- **Action item**: All of the records shown below need to be copied with no differences.

- **Data in this exercise**:
Start of Block

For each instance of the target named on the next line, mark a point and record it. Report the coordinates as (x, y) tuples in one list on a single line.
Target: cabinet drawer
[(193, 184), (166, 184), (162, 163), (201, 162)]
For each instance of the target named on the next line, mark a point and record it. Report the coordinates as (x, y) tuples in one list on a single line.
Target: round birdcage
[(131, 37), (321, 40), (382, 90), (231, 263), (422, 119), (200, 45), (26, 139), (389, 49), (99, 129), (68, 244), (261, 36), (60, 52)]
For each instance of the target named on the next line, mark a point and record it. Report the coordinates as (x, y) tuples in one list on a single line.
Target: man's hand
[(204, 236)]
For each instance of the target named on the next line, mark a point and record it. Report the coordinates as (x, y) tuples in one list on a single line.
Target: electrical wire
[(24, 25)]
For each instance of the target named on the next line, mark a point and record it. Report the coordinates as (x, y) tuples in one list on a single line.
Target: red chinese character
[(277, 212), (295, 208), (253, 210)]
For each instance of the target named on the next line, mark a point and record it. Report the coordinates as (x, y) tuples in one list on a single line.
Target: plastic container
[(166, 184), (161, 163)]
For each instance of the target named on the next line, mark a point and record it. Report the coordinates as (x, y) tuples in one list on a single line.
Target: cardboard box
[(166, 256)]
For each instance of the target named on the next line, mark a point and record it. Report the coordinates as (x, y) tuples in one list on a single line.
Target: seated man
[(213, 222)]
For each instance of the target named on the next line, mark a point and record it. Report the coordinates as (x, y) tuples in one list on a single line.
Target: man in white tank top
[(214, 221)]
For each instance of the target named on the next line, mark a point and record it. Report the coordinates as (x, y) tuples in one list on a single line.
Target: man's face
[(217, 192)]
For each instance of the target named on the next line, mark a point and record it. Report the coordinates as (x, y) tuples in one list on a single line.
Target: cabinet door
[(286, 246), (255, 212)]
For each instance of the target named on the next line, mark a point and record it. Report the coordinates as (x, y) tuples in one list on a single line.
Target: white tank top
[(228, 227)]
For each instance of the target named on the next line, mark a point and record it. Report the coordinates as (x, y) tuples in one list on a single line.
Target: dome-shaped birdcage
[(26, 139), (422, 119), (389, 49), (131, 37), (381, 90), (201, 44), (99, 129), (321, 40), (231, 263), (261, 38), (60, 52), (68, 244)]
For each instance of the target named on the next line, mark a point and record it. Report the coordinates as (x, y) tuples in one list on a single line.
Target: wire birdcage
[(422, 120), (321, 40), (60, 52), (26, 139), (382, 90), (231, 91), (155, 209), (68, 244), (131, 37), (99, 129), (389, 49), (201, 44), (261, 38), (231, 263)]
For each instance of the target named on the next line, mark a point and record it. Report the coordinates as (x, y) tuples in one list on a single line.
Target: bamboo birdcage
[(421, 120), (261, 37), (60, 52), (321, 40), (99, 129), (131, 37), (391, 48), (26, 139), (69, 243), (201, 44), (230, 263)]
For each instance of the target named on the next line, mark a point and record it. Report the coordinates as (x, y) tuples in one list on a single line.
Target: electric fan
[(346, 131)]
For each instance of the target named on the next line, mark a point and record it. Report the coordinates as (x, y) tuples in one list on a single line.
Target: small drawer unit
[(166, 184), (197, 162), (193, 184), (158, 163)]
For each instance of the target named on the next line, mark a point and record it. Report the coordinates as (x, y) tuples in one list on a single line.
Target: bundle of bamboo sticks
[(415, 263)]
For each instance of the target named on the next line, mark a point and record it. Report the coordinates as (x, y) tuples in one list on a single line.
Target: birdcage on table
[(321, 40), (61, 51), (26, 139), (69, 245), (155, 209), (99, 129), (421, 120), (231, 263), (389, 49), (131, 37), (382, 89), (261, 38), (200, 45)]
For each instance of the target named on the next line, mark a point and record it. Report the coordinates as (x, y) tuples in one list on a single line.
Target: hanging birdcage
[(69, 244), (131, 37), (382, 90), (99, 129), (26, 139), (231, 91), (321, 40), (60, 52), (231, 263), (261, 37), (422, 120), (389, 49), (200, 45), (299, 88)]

End of Block

- **Output for this task**:
For each instance of the target named on the next line, mark a point and record it. Report the coordinates as (x, y) tuples in one list on a single line.
Target: cabinet drawer
[(193, 184), (166, 184), (162, 163), (201, 162)]
For each instance of the target named on the next line, mark a point and record it. Report the coordinates as (x, y) tuples in one list on a single line.
Target: round birdcage
[(131, 37), (321, 40), (382, 90), (231, 263), (422, 119), (200, 45), (26, 139), (389, 49), (99, 129), (68, 244), (261, 36), (60, 52)]
For each instance of the target named on the next line, mark a point and record it. Report the coordinates as (x, y) tuples in one list on a single line.
Target: man's hand
[(204, 236)]
For each instance of the target named on the next line, mark a point and record it. Report the coordinates as (x, y) tuples in one list on a single line.
Target: electrical wire
[(24, 25)]
For each instance of the target named on the next line, mark a point and record it. Report the coordinates as (x, y) tuples in one list on a single line.
Target: red chinese character
[(277, 212), (295, 208), (253, 210)]
For each instance of the target named on the next line, mark a point and record it. Report the coordinates as (x, y) tuples in one list on a single line.
Target: plastic container
[(166, 184), (161, 163)]
For each instance of the target named on the next line, mark a point and record it. Report the coordinates as (x, y) tuples in one list on a single line.
Target: cardboard box
[(166, 256)]
For each instance of the target named on the next line, mark a point and record it. Report the coordinates as (x, y) tuples in one list on a single line.
Target: seated man
[(213, 222)]
For each instance of the target named on the next line, mark a point and record it. Report the coordinates as (x, y) tuples in one list on a single line.
Target: man in white tank top
[(214, 221)]
For each instance of the target named on the next line, mark a point and record it. Report the coordinates as (x, y) tuples in one list on a single line.
Target: man's face
[(217, 192)]
For each instance of the target named on the next line, mark a point and record it. Report the coordinates as (x, y) tuples in one list on a single line.
Target: cabinet door
[(286, 246), (255, 212)]
For each instance of the target named on the next line, mark a point and record it. Report the coordinates as (x, y) tuples in one list on a single line.
Target: white tank top
[(228, 227)]
For each instance of the target named on the next line, mark a point and record it. Report the coordinates as (x, y) tuples in one list on a single line.
Target: dome-shaped birdcage
[(26, 139), (422, 119), (389, 49), (131, 37), (381, 90), (201, 44), (99, 129), (321, 40), (231, 263), (261, 38), (60, 52), (68, 244)]
For each instance of the target named on the next line, mark a point and record it. Report the coordinates as (x, y) tuples in one list on a single line.
Target: wire birdcage
[(422, 120), (321, 40), (60, 52), (26, 139), (382, 90), (231, 91), (155, 209), (68, 244), (131, 37), (99, 129), (389, 49), (201, 44), (261, 38), (231, 263)]
For each instance of the target named on the next line, mark a point and record it. Report the coordinates as (x, y) tuples in one list on a single line.
Target: bamboo birdcage
[(421, 120), (261, 37), (60, 52), (321, 40), (99, 129), (131, 37), (391, 48), (26, 139), (69, 243), (201, 44), (230, 263)]
For each instance of the target named on the next line, mark a point and record it. Report the coordinates as (x, y) tuples in one list on a single line.
Target: electric fan
[(346, 131)]
For each instance of the target named on the next line, mark a point and record it. Report the coordinates as (x, y) tuples in one list on a single line.
Target: small drawer unit
[(166, 184), (197, 162), (193, 184), (158, 163)]
For each instance of the target named on the next line, mark a point and record it. Report the coordinates as (x, y) tuples in one list on a single line.
Target: bundle of bamboo sticks
[(415, 263)]
For each instance of the target named on the next line, mark a point and record it. Report the coordinates as (x, y) tuples in one list on a single line.
Target: birdcage on table
[(321, 40), (61, 51), (26, 139), (69, 245), (155, 209), (99, 129), (421, 120), (231, 263), (389, 49), (131, 37), (382, 89), (261, 38), (200, 45)]
For each instance of the target named on the next line, mark a point and record it. Report the coordinates as (x, y) tuples in one list on a single line.
Target: hanging birdcage
[(69, 244), (131, 37), (382, 90), (99, 129), (26, 139), (231, 91), (321, 40), (60, 52), (231, 263), (261, 37), (422, 120), (389, 49), (200, 45), (299, 88)]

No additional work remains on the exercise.